Rows from an object pointing dataset
** START **

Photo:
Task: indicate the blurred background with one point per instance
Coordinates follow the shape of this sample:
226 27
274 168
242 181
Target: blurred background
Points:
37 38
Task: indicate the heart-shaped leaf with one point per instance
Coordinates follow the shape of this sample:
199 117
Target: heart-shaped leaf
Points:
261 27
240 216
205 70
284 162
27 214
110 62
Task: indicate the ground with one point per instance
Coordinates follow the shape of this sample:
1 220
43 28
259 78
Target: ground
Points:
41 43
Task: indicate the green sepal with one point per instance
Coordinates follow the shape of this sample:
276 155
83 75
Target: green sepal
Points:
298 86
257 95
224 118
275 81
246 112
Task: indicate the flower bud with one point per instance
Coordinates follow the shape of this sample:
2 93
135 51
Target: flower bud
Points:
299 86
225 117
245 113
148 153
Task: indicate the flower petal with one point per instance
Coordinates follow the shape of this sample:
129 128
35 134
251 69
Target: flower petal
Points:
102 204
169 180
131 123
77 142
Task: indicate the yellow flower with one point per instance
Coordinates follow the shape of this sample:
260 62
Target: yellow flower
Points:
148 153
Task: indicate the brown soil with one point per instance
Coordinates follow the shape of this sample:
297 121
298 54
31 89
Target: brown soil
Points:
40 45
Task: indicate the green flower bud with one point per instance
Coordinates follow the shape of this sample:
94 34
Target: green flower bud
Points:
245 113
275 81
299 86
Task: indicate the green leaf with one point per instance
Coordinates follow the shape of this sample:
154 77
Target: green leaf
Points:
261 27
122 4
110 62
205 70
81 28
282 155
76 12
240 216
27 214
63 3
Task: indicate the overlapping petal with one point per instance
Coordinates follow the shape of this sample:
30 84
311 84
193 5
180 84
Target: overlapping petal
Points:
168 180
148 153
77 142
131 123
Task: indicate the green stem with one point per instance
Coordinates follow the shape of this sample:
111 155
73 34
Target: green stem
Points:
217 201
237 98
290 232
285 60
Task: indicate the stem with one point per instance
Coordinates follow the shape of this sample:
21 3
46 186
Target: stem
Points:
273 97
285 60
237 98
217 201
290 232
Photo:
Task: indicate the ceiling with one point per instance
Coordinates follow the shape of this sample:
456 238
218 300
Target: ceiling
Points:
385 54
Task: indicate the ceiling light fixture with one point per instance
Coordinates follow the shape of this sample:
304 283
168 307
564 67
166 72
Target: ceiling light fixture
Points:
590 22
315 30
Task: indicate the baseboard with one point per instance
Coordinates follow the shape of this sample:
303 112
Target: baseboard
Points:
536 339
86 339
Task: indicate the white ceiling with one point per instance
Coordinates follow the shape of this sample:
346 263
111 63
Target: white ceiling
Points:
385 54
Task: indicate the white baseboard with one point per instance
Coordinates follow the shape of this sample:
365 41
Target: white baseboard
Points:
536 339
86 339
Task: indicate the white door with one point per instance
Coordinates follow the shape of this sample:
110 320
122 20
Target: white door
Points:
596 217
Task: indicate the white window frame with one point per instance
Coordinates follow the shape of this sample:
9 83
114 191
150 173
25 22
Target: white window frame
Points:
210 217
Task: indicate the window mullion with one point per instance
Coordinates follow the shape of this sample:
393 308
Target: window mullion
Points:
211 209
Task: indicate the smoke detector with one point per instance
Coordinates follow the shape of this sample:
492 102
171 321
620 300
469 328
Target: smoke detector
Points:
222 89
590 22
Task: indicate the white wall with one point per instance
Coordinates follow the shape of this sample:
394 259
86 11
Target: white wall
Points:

** END **
** START **

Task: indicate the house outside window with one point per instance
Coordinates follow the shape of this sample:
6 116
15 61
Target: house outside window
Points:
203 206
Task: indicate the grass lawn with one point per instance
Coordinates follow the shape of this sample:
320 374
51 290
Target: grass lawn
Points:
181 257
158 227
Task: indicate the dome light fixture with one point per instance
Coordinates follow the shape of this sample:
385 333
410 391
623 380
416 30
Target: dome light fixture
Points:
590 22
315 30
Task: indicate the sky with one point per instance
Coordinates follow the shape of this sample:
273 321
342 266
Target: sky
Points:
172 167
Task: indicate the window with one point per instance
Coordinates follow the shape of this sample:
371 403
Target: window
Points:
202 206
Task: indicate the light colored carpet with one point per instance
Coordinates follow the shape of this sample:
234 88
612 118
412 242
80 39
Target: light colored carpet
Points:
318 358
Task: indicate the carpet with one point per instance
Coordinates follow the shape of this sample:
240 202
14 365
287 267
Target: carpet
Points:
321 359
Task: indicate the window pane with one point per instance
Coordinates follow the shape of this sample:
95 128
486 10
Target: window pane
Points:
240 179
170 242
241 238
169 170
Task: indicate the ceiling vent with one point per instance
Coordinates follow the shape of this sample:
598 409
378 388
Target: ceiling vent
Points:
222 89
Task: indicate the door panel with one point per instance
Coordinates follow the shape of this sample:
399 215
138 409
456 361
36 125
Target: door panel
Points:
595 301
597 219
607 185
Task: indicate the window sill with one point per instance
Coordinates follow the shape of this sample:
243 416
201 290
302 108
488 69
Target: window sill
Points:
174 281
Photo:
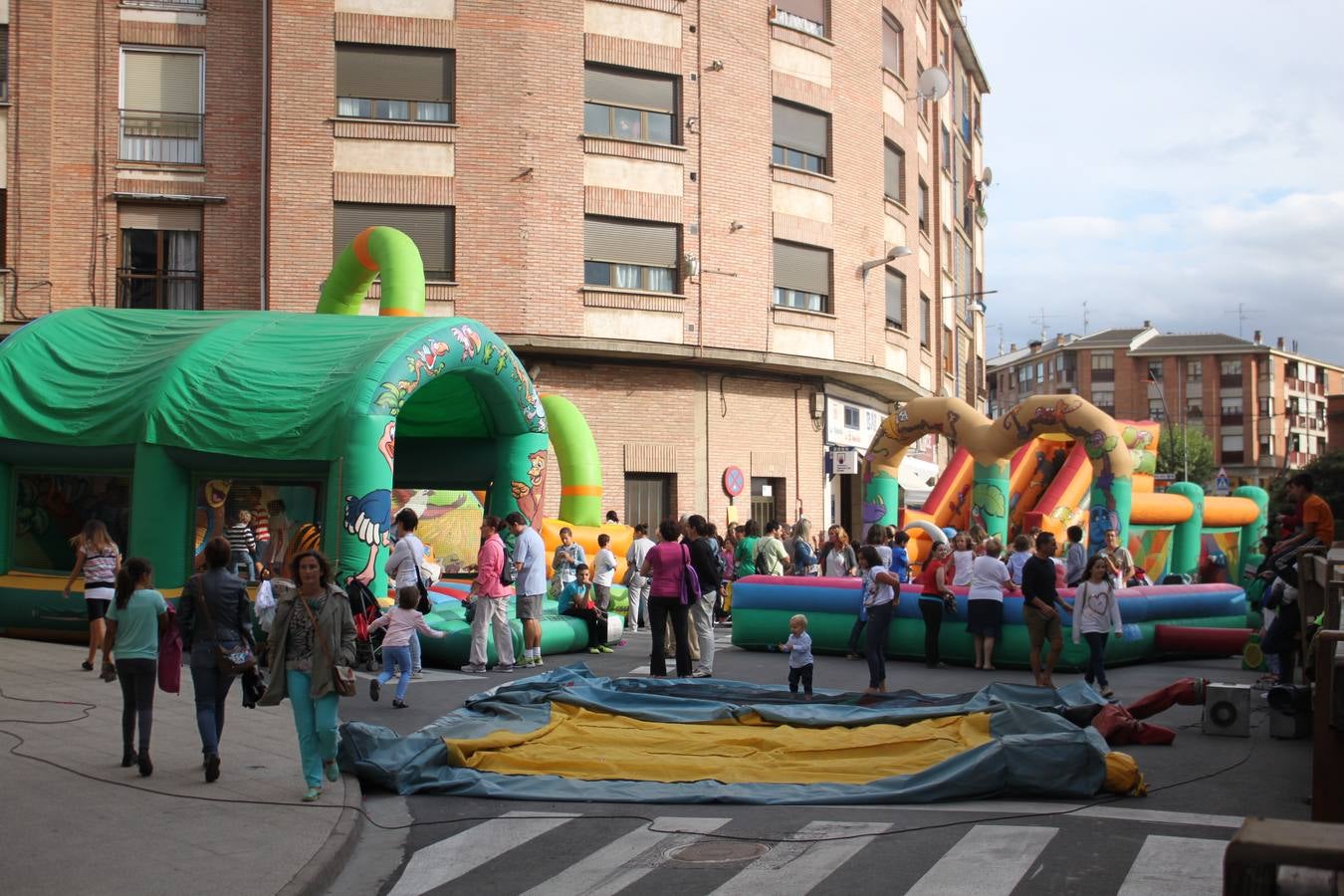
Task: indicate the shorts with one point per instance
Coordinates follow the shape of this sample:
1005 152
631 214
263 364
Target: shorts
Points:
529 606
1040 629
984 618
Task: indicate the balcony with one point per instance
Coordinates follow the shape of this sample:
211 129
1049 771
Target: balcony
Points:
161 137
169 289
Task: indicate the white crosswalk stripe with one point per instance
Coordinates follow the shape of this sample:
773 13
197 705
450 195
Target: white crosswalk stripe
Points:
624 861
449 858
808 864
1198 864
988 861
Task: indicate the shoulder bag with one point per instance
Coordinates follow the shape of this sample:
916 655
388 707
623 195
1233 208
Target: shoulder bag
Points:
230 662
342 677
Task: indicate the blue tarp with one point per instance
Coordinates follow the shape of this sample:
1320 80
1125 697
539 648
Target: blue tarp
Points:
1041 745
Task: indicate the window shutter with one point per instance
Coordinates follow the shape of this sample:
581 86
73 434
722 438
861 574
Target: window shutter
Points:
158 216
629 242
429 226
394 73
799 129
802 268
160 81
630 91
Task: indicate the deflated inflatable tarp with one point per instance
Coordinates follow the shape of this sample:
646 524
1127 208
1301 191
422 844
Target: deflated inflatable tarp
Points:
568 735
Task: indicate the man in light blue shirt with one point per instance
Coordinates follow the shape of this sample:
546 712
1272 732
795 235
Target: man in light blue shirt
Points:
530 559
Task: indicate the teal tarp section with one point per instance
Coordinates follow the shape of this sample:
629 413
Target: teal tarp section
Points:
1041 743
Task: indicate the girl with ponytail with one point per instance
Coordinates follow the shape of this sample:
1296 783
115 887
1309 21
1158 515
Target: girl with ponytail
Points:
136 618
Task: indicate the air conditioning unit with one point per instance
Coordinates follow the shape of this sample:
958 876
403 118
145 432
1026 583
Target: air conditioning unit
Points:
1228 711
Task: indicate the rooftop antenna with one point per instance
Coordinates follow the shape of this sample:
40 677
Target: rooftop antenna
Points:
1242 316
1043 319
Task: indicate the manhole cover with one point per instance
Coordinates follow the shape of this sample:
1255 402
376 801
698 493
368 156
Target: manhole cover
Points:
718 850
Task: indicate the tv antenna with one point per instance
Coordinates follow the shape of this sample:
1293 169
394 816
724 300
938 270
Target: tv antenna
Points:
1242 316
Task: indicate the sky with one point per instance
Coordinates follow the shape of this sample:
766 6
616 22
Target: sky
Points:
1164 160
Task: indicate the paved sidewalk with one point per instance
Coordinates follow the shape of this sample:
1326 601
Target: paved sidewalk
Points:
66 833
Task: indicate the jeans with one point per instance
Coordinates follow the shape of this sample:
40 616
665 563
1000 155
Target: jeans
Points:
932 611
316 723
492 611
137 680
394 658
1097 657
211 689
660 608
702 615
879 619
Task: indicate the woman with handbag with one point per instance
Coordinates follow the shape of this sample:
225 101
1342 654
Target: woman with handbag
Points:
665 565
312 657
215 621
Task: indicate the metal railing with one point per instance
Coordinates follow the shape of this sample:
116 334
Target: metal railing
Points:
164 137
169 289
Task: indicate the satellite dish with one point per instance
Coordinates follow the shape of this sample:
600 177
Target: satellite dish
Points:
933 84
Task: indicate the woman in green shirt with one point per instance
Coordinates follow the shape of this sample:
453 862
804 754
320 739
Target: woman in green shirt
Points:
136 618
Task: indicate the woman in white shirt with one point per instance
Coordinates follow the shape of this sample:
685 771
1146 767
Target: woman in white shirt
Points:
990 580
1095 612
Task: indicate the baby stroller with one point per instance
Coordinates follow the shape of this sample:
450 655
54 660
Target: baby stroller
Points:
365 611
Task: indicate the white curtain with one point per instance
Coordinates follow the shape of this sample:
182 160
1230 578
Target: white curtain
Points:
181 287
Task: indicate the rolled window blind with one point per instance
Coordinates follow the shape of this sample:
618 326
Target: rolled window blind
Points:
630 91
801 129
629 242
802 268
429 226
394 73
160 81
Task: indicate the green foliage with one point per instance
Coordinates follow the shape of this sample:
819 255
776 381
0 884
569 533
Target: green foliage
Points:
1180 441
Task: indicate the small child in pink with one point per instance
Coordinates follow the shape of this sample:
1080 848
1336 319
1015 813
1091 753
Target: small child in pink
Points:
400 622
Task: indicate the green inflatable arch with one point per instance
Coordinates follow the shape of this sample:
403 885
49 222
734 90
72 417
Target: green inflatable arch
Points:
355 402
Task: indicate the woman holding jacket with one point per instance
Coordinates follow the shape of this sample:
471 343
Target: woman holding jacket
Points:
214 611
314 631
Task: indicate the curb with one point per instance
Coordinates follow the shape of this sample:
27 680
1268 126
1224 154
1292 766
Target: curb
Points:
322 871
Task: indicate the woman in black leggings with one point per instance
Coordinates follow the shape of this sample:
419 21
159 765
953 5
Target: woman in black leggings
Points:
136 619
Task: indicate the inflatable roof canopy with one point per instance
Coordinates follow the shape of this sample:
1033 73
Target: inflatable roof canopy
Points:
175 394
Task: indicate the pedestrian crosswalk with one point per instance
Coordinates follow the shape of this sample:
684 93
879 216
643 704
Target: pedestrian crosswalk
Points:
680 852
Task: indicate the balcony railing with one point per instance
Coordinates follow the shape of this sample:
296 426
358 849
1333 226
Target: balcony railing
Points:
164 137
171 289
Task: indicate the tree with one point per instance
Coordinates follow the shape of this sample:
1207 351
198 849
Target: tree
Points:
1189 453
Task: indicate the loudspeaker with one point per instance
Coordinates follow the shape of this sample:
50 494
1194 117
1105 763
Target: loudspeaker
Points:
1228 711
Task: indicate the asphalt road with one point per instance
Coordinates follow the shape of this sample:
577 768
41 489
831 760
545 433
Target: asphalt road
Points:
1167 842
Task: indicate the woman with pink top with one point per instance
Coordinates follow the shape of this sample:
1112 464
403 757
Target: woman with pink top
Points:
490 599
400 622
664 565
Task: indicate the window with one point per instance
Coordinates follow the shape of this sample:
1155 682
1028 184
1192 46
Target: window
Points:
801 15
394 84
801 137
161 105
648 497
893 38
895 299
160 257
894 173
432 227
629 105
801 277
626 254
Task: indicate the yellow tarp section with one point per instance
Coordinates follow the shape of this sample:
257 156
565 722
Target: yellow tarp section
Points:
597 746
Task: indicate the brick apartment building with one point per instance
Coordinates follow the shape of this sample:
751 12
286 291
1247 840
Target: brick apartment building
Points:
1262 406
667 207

** END **

Written task: Pick out every line above that contains the word "dome", and copy each of those lines in full.

Full response:
Task: indicate the dome light fixture with one point per instance
Target: dome light fixture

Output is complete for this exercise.